Task statement: Write out the items again from the line containing "Where can you see the city" down through the line containing "column 446, row 96", swapping "calm water surface" for "still water surface" and leaving everything else the same.

* Start *

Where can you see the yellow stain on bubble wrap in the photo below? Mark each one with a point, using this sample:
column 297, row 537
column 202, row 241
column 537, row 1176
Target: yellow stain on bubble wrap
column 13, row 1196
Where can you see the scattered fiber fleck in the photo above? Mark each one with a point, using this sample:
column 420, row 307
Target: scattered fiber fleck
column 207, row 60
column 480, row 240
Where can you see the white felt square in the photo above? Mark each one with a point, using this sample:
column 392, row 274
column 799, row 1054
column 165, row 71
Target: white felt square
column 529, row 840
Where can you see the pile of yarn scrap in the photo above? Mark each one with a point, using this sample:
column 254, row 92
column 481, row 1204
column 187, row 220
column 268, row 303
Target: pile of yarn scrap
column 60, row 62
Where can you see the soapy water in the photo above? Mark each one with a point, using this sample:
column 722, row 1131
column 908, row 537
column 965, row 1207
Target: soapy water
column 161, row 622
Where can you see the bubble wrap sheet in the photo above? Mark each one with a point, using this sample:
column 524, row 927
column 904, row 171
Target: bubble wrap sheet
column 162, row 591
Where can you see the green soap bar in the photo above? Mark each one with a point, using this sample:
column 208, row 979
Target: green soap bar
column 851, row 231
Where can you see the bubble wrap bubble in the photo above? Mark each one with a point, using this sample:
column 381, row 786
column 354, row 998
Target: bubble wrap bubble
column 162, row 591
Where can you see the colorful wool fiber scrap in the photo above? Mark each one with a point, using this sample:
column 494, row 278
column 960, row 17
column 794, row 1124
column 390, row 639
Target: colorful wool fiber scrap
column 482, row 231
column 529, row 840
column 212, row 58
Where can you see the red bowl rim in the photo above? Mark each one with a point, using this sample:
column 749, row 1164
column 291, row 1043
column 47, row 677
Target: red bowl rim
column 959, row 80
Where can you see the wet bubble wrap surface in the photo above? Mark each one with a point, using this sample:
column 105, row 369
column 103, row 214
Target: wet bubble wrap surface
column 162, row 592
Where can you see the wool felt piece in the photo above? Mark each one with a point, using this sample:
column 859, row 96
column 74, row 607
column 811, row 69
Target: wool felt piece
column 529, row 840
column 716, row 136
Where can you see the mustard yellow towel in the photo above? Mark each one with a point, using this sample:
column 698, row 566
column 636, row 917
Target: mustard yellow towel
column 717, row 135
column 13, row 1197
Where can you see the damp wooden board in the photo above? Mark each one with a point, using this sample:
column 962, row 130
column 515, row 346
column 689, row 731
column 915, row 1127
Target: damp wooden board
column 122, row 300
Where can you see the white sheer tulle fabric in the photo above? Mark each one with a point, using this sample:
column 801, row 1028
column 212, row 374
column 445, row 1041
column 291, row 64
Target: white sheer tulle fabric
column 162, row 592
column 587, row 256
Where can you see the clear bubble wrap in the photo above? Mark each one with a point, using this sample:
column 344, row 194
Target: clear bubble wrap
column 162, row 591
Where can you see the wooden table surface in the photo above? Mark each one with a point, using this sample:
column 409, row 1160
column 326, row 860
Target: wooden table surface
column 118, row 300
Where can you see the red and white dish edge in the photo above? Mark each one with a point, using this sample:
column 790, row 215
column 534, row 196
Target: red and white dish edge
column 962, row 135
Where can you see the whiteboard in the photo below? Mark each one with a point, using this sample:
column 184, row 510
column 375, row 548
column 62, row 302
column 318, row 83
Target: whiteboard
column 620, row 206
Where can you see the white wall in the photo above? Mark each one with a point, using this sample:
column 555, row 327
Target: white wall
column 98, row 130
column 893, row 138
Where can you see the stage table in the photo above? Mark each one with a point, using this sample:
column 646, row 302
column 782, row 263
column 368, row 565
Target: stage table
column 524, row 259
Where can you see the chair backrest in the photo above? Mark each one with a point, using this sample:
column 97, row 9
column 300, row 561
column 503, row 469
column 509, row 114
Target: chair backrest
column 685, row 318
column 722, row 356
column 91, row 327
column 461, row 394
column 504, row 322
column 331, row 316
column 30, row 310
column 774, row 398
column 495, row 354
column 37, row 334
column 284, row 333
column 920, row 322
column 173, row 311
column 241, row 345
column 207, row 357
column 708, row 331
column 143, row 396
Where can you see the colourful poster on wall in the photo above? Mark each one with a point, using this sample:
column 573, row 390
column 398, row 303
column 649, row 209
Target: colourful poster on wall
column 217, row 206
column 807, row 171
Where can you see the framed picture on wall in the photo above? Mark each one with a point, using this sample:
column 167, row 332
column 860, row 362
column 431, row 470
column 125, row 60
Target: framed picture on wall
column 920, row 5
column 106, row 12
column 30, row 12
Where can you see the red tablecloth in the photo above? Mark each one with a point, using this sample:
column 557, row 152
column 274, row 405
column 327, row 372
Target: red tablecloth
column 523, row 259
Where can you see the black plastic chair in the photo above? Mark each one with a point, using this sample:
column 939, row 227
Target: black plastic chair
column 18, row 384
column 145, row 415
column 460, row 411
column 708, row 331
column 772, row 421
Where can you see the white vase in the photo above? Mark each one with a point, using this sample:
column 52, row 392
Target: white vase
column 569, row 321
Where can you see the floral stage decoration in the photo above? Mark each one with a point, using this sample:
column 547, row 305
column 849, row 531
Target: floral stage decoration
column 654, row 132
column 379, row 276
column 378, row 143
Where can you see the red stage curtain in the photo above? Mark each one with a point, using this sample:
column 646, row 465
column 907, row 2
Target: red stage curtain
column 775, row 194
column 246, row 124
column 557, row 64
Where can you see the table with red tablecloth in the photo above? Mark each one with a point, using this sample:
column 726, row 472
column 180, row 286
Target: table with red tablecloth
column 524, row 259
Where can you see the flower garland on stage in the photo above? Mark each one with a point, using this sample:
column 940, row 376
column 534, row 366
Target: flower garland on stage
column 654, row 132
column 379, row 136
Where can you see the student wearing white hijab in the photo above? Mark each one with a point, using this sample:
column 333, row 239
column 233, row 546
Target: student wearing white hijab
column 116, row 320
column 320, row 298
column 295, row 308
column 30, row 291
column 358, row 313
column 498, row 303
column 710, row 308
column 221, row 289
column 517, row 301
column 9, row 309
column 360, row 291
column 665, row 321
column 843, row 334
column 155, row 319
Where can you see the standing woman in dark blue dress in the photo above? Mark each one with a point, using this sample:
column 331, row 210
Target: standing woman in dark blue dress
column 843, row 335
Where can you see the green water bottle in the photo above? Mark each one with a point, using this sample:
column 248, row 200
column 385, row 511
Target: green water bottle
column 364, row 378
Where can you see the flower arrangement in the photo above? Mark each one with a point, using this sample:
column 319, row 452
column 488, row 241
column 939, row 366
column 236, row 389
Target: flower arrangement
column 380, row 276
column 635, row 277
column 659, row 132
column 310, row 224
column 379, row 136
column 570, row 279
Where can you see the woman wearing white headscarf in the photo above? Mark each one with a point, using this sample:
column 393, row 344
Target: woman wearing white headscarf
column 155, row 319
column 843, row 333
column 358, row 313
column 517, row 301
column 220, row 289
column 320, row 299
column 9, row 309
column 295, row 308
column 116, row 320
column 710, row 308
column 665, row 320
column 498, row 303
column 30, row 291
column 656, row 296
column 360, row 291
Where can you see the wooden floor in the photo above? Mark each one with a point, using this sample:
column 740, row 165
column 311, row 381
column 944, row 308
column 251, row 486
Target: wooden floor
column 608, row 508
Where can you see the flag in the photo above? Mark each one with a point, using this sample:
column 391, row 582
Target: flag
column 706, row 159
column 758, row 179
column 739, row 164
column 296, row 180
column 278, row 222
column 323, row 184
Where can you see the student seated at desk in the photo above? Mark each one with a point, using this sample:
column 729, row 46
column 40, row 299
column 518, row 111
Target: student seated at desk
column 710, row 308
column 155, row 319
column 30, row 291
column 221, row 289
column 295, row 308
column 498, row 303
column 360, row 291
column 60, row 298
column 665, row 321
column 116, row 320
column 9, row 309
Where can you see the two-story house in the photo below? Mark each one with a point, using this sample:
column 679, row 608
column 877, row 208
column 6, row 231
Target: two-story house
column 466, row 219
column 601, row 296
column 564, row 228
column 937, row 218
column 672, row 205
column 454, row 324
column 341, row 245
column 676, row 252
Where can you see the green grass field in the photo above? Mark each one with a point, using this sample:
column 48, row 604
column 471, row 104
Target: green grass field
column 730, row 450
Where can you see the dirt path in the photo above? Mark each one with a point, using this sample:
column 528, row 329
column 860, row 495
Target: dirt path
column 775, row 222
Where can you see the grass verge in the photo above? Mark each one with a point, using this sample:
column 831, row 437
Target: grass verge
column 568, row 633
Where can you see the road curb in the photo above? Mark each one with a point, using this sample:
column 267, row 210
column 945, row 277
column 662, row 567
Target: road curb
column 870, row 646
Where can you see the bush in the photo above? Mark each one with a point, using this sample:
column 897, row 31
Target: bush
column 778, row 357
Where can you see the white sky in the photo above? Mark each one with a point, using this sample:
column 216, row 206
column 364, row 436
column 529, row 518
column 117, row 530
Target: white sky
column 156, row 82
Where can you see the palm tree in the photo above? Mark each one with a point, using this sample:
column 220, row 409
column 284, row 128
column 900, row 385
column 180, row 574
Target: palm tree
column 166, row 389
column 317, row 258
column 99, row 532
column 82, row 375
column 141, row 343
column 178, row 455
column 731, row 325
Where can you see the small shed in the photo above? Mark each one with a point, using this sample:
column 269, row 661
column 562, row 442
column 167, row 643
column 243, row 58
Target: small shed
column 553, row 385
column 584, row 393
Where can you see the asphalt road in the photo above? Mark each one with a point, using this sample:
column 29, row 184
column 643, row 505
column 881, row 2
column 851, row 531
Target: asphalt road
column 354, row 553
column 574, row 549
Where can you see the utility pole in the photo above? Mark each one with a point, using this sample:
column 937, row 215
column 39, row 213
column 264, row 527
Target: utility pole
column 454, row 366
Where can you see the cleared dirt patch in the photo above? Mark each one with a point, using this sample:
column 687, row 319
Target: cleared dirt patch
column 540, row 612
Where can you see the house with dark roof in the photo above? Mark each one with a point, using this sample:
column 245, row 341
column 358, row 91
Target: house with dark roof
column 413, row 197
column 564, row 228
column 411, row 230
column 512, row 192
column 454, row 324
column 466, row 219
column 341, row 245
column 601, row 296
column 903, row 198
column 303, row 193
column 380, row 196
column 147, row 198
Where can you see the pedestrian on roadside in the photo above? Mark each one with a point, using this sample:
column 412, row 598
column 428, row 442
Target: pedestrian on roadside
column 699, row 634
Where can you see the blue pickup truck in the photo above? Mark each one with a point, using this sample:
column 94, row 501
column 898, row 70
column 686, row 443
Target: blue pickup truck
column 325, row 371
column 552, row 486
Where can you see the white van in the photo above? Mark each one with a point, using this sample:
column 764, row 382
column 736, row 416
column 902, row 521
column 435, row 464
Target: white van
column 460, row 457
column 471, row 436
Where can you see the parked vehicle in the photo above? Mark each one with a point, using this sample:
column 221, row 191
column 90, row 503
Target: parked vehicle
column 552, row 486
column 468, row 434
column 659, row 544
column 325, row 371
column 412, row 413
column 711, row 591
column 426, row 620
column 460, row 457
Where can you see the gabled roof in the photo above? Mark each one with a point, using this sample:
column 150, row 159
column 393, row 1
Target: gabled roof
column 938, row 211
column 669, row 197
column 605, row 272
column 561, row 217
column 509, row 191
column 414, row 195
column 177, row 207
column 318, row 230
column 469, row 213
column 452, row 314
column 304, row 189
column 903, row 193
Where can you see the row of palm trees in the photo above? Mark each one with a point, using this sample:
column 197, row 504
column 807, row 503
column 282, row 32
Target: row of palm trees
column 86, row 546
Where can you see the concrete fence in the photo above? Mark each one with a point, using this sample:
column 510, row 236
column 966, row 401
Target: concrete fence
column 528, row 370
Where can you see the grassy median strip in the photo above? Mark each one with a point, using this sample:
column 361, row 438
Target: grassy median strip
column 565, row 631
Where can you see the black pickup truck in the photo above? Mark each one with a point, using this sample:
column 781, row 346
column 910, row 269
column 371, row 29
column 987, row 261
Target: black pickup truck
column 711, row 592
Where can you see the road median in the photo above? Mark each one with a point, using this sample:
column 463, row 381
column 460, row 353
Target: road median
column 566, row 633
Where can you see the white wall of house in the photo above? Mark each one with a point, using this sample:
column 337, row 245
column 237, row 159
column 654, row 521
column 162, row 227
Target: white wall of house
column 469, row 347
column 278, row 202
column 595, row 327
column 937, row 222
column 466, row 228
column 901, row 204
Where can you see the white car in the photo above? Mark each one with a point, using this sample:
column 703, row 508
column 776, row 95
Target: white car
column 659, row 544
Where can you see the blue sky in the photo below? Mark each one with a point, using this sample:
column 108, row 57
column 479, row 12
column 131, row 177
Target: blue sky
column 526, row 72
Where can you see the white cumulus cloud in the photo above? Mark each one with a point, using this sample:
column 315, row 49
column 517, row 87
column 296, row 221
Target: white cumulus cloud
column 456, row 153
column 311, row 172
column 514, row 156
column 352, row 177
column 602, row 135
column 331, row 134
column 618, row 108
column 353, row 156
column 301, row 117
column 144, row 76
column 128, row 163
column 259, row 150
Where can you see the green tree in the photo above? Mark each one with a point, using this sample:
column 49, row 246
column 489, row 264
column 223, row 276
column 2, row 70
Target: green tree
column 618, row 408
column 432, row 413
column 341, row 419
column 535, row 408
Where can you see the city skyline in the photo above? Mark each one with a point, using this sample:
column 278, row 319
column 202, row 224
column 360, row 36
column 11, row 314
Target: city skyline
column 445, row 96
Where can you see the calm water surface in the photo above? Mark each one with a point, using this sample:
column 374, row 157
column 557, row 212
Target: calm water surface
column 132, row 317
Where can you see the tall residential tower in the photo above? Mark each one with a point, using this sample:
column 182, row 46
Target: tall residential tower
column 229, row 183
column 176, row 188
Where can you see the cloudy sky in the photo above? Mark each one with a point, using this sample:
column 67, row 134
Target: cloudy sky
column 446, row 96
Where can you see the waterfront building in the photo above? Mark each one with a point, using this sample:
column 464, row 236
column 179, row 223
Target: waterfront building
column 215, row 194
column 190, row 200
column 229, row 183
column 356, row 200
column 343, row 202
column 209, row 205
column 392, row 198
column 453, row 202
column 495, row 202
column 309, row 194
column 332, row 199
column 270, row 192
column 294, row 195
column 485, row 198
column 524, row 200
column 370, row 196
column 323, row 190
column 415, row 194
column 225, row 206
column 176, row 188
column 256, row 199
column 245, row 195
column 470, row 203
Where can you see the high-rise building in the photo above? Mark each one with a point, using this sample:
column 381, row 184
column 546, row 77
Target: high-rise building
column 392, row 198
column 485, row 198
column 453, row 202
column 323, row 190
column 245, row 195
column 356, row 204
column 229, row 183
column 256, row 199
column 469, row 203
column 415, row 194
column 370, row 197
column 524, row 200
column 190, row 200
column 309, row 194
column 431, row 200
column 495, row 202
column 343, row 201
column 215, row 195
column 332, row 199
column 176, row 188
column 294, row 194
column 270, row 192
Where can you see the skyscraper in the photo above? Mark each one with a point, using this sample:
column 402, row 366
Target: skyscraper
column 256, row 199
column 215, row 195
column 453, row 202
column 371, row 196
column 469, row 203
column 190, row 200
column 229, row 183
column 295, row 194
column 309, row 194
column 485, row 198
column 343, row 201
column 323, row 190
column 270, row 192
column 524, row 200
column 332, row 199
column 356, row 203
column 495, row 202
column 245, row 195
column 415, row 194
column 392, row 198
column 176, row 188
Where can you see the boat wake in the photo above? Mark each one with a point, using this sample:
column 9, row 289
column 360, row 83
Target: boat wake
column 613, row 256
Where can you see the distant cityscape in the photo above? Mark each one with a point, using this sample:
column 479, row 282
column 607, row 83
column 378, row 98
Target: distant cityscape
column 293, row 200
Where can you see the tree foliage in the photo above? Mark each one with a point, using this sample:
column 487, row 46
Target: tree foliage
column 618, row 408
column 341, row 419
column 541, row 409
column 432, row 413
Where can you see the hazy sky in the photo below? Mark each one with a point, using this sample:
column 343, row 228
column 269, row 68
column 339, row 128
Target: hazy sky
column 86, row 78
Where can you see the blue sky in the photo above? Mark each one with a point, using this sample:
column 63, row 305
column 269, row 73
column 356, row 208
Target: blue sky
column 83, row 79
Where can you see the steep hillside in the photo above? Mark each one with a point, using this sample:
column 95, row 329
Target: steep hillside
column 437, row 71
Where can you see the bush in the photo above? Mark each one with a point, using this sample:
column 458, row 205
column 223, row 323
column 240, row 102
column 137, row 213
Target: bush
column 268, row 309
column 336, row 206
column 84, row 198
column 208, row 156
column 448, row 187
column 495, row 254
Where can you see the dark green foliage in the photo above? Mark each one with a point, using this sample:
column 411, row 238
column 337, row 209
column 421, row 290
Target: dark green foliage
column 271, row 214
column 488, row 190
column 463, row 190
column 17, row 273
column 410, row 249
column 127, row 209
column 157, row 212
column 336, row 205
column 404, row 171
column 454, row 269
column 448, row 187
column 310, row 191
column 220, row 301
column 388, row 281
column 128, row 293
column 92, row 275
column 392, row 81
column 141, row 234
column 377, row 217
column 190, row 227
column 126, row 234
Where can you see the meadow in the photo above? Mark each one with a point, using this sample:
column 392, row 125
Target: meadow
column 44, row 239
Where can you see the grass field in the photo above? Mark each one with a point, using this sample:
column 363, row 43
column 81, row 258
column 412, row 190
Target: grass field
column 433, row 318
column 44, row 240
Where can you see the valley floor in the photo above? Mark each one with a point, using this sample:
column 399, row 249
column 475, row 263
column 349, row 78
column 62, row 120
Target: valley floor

* End *

Output for this task:
Where can you see the city skyline in the photo above? Mark each one with a point, using this sample:
column 278, row 319
column 202, row 224
column 360, row 36
column 11, row 314
Target: city skyline
column 445, row 96
Where can you see the still water surface in the photo above? Mark each one with a point, using this sample:
column 374, row 157
column 557, row 212
Target: still water surface
column 132, row 317
Where can you see the tall residential tower in the photo above? Mark each one with a point, using this sample:
column 182, row 46
Target: tall residential tower
column 229, row 183
column 176, row 188
Where can you see the cloudy sky in the photo above? Mark each one with a point, using this sample:
column 67, row 134
Target: cloudy sky
column 446, row 96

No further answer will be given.